TASK STATEMENT:
Copy out verbatim every line from the one containing "of the german" through the one containing "POLYGON ((173 214, 173", including both of those lines.
#### ENTRIES PROVIDED ####
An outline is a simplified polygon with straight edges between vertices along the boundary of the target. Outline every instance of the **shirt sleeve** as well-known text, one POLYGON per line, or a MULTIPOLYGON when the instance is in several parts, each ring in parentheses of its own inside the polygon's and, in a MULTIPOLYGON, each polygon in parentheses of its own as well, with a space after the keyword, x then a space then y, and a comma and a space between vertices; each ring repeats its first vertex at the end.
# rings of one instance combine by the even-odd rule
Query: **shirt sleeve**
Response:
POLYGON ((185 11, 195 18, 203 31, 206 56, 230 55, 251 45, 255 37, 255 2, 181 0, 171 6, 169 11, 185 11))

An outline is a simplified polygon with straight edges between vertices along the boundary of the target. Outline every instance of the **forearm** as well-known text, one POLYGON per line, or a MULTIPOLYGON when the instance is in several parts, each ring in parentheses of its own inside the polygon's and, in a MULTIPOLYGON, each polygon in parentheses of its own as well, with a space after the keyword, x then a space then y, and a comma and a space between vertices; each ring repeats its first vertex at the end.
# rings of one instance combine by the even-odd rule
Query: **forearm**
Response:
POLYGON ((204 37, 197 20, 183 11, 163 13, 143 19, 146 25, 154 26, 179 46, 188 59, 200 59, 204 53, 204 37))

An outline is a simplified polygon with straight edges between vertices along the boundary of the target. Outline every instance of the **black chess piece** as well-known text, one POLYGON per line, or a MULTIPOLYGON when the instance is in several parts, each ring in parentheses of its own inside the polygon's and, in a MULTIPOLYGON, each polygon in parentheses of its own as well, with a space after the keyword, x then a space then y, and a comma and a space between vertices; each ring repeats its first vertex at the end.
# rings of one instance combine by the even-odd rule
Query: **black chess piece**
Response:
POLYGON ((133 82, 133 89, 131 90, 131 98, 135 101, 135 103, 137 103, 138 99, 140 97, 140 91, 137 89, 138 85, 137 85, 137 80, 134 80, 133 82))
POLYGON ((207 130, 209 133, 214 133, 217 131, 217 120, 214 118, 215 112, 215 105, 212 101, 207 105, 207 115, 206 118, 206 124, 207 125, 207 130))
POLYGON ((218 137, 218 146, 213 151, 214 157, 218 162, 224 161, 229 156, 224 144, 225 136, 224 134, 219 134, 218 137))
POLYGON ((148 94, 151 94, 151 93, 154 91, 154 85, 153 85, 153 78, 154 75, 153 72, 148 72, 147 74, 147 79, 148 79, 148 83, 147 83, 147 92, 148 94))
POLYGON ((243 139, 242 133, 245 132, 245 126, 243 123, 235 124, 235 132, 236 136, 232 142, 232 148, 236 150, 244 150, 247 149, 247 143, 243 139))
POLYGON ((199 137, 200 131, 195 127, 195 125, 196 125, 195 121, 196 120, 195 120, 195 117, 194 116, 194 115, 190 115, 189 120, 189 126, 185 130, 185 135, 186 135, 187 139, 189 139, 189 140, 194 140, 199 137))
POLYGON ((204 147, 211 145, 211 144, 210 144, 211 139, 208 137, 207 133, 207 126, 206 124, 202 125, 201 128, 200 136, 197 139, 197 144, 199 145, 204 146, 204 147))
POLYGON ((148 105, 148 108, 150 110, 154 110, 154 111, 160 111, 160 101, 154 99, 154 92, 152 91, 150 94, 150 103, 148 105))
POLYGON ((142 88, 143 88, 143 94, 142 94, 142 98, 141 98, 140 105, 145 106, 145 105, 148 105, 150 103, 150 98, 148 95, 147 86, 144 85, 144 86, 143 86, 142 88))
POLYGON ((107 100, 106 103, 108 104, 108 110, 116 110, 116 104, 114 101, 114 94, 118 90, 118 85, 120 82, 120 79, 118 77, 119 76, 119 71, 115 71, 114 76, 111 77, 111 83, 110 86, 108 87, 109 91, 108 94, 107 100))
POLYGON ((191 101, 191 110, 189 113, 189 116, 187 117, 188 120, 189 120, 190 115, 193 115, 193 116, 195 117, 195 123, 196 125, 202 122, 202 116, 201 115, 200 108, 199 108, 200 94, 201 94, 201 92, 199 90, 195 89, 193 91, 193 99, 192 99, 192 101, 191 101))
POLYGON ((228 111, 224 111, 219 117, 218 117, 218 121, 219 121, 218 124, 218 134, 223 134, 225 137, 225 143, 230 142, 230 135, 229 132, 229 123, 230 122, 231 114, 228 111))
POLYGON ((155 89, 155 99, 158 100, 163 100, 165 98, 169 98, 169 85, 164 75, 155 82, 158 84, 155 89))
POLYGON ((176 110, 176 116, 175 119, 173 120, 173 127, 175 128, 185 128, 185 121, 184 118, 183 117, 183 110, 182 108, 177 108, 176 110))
####
#### ENTRIES PROVIDED ####
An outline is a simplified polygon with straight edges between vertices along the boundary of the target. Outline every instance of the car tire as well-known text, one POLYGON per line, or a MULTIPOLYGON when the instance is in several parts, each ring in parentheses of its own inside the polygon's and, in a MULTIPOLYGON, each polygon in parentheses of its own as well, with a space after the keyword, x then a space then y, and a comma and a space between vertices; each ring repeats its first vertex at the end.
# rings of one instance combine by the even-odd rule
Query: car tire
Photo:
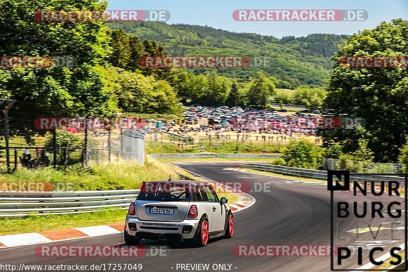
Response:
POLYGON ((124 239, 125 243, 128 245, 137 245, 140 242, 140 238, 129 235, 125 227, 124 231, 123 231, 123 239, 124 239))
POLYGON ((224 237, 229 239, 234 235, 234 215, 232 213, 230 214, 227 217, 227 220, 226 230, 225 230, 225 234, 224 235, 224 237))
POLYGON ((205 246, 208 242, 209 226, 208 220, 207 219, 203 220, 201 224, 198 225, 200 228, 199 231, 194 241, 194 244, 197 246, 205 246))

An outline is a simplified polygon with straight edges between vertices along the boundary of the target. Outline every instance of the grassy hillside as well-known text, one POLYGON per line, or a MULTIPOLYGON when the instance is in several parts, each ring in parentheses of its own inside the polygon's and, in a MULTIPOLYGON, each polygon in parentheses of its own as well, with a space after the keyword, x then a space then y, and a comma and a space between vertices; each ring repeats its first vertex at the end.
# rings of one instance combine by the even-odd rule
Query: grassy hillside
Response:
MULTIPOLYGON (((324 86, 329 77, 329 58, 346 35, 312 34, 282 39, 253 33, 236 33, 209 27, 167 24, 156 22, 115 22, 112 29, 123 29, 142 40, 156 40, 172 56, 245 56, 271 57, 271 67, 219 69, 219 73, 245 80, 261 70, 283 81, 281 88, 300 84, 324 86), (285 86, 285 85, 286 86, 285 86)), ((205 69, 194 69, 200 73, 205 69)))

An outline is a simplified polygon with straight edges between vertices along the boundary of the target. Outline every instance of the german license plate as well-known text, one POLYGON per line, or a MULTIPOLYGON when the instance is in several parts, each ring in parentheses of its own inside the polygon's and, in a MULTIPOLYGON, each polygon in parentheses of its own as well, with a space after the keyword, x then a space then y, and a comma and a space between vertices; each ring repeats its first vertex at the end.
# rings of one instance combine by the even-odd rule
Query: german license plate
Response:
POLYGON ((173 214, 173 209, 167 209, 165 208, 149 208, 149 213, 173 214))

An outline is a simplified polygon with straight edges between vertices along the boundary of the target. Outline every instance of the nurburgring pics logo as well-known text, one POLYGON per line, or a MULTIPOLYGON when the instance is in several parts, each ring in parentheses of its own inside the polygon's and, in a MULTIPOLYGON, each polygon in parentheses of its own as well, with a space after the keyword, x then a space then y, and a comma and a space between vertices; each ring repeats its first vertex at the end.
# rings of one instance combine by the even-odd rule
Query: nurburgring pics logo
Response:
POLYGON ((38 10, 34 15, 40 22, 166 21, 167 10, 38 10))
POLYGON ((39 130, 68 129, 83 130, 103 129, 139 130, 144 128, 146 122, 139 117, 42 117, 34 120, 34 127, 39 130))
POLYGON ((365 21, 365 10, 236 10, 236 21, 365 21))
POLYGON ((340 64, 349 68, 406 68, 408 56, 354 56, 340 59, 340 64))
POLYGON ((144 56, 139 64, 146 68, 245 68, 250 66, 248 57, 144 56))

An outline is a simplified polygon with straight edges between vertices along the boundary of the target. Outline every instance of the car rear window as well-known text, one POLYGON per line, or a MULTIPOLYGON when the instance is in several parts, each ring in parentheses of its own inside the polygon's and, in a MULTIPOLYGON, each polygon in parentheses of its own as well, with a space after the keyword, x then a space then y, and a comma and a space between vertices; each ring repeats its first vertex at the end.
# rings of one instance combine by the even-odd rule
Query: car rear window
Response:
####
THE SOLUTION:
An outline is a simplified polygon with straight edges between vertices along the boundary of the target. Outline every instance of the german license plate as well-known text, one POLYGON per line, or a MULTIPOLYGON when the instance is in several parts, each ring in parentheses of its own inside the polygon's and, in a MULTIPOLYGON, each polygon in parentheses of its own as well, with a space after the keyword, x then a space then y, and a comma and a space between vertices; each ring repeats its first vertex at the end.
# rings of one instance combine by the even-odd rule
Query: german license plate
Response:
POLYGON ((173 214, 173 209, 167 209, 165 208, 149 208, 149 213, 173 214))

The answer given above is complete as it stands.